What the exercise asks:
Copy out all the rows below, changing "even-odd rule" to "nonzero winding rule" and leaving everything else as it is. Don't include the pictures.

Task input:
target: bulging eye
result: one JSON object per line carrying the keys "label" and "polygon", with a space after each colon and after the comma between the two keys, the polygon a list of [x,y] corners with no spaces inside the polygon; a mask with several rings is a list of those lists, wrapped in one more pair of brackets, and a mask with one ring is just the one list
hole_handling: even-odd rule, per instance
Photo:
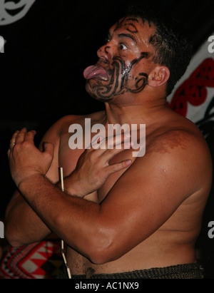
{"label": "bulging eye", "polygon": [[120,50],[126,50],[128,47],[123,43],[121,43],[119,46],[119,48]]}

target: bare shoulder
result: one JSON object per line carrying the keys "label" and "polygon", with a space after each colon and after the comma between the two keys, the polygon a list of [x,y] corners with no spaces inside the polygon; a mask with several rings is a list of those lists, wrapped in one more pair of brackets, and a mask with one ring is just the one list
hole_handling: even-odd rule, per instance
{"label": "bare shoulder", "polygon": [[[143,162],[143,169],[149,164],[154,174],[162,176],[163,173],[172,183],[183,182],[183,186],[189,187],[187,195],[210,185],[210,150],[200,131],[191,123],[180,128],[166,128],[154,136],[146,145],[145,156],[138,159]],[[136,165],[140,168],[137,162]]]}

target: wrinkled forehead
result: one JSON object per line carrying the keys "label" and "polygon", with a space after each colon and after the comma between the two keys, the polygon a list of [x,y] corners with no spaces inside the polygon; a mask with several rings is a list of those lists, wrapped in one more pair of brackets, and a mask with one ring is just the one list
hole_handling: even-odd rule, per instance
{"label": "wrinkled forehead", "polygon": [[151,26],[147,21],[143,22],[142,19],[134,16],[127,16],[121,19],[110,29],[111,32],[125,30],[130,34],[138,35],[148,40],[149,37],[156,32],[153,24]]}

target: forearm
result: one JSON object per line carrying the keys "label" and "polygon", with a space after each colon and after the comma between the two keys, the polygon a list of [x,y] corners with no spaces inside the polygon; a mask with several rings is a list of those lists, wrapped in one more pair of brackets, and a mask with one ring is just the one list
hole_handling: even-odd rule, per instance
{"label": "forearm", "polygon": [[51,231],[80,253],[90,254],[98,236],[99,205],[67,195],[41,175],[24,180],[19,189]]}
{"label": "forearm", "polygon": [[50,233],[26,200],[16,191],[6,211],[5,236],[9,243],[20,247],[40,241]]}

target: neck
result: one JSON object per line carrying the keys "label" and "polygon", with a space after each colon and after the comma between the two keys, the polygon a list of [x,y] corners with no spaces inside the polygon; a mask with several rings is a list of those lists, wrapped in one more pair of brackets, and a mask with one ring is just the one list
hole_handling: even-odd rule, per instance
{"label": "neck", "polygon": [[149,125],[157,120],[158,113],[165,108],[165,99],[125,106],[106,103],[106,124],[143,123]]}

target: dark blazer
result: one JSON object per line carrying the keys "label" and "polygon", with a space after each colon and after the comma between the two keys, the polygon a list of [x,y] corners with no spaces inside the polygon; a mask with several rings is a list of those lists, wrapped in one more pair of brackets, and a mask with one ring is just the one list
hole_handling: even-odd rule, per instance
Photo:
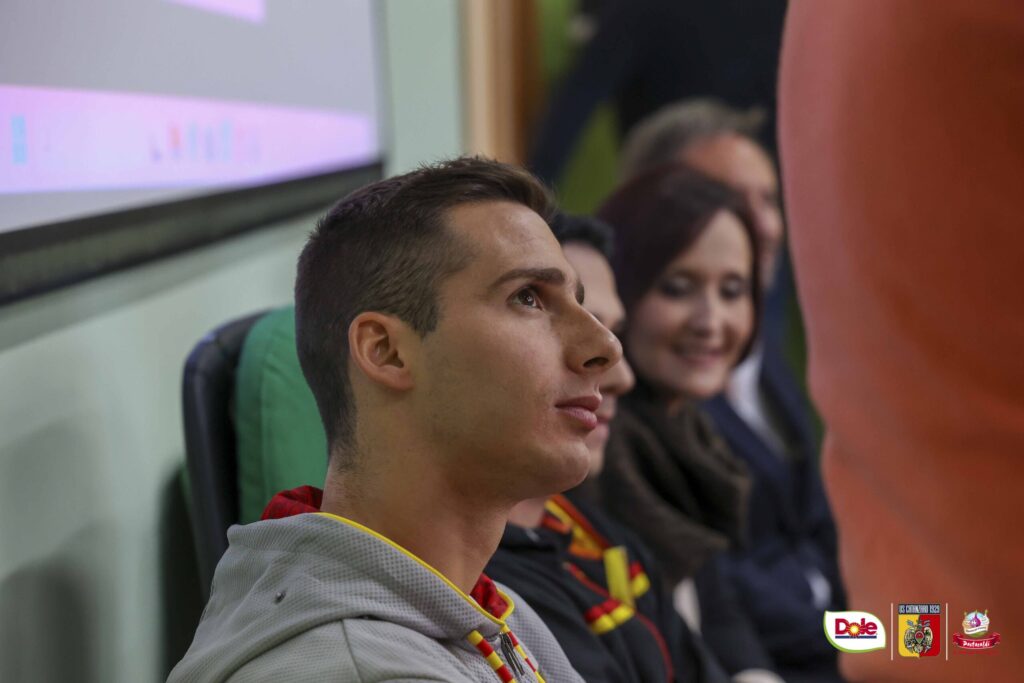
{"label": "dark blazer", "polygon": [[723,566],[776,663],[806,663],[834,652],[821,637],[807,567],[831,586],[828,609],[845,593],[836,556],[836,527],[817,469],[817,443],[796,379],[777,347],[765,342],[760,385],[794,453],[775,453],[724,396],[705,403],[719,433],[748,465],[753,479],[746,544],[731,549]]}
{"label": "dark blazer", "polygon": [[711,420],[695,405],[665,415],[639,383],[620,403],[596,484],[603,508],[654,554],[667,594],[694,580],[703,640],[725,670],[772,669],[722,569],[730,545],[742,542],[750,482]]}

The answer:
target: bulging eye
result: one JSON object per line carrying the keys "label" and "polygon", with a space after each colon and after the comma between the two keys, the polygon a list of [x,y] corners with no spaces inside the polygon; a mask with several rings is a list of those lists, wrapped in one more pair of brackets, and a mask with one ring is just the one list
hole_handling: nonzero winding rule, per instance
Photo:
{"label": "bulging eye", "polygon": [[120,50],[126,50],[128,47],[123,43],[121,43],[119,46],[119,48]]}

target: bare shoulder
result: one JSON object per line carrying the keys "label" and "polygon", with a space after each colon and after the comma between the two keys, the polygon a list of [x,y] corners with no spaces inside the polygon; a mask with several rings is a list of those lists, wrapped in one more pair of brackets, and a mask with one ring is just the one list
hole_handling: nonzero winding rule, per instance
{"label": "bare shoulder", "polygon": [[[143,162],[143,169],[149,164],[154,174],[162,176],[163,173],[172,183],[183,182],[183,186],[189,187],[187,195],[210,185],[210,150],[200,131],[191,123],[180,128],[166,128],[154,136],[146,145],[145,156],[138,159]],[[136,165],[140,168],[137,162]]]}

target: wrinkled forehead
result: one JSON object per line carrying the keys "label" and "polygon", with a space after each colon and after the comma between the two keys, the polygon a list of [x,y] corners with no spaces inside the polygon; a mask with several rings is a list of those lists, wrapped in one more pair of brackets, and a mask with one ring is just the one list
hole_handling: nonzero winding rule, per instance
{"label": "wrinkled forehead", "polygon": [[151,26],[147,21],[143,22],[142,19],[134,16],[127,16],[121,19],[110,29],[111,32],[125,30],[130,34],[138,35],[148,40],[149,37],[156,32],[153,24]]}

target: forearm
result: one JSON object per line carrying the keys "label" and "polygon", with a space after each colon and after the comma between the two keys, the polygon a list of [x,y] corners with no spaces inside the polygon; a mask with several rings is a list of those lists, wrapped in one more pair of brackets, and a mask with one ring is just the one list
hole_handling: nonzero winding rule, per instance
{"label": "forearm", "polygon": [[51,231],[80,253],[90,254],[98,236],[99,205],[67,195],[41,175],[24,180],[19,189]]}
{"label": "forearm", "polygon": [[50,233],[26,200],[16,191],[6,211],[5,236],[9,243],[20,247],[40,241]]}

target: neck
result: one JSON object per line carrying the keys "label" and "polygon", with a space after each colon and after the comma between the two keys, the polygon a list of [x,y] corners with no spaces inside the polygon; a mask with several rings is a list of those lists, wrapped in one more pair of brackets, and a mask with one ring is just the one list
hole_handling: nonzero winding rule, per instance
{"label": "neck", "polygon": [[149,125],[157,120],[158,113],[165,108],[165,99],[125,106],[106,103],[106,124],[143,123]]}

target: dark blazer
result: one JSON object per line carrying the keys "label" and "polygon", with a space after each colon and after the comma between the two keys, the polygon a list of [x,y] corners with no spaces inside the polygon; a mask with several rings is a list of those lists, wrapped in one more pair of brackets, and a mask with one ring is just the one list
hole_handling: nonzero winding rule, per instance
Photo:
{"label": "dark blazer", "polygon": [[723,566],[776,663],[806,663],[834,652],[821,637],[807,567],[831,586],[828,609],[845,593],[836,556],[836,527],[817,469],[817,443],[796,379],[777,347],[765,342],[760,385],[794,453],[775,453],[724,396],[705,403],[719,433],[748,465],[753,479],[746,544],[731,549]]}
{"label": "dark blazer", "polygon": [[711,420],[695,405],[665,415],[639,383],[620,403],[596,484],[603,508],[654,554],[667,594],[694,580],[703,640],[725,670],[772,669],[722,569],[730,545],[742,542],[750,482]]}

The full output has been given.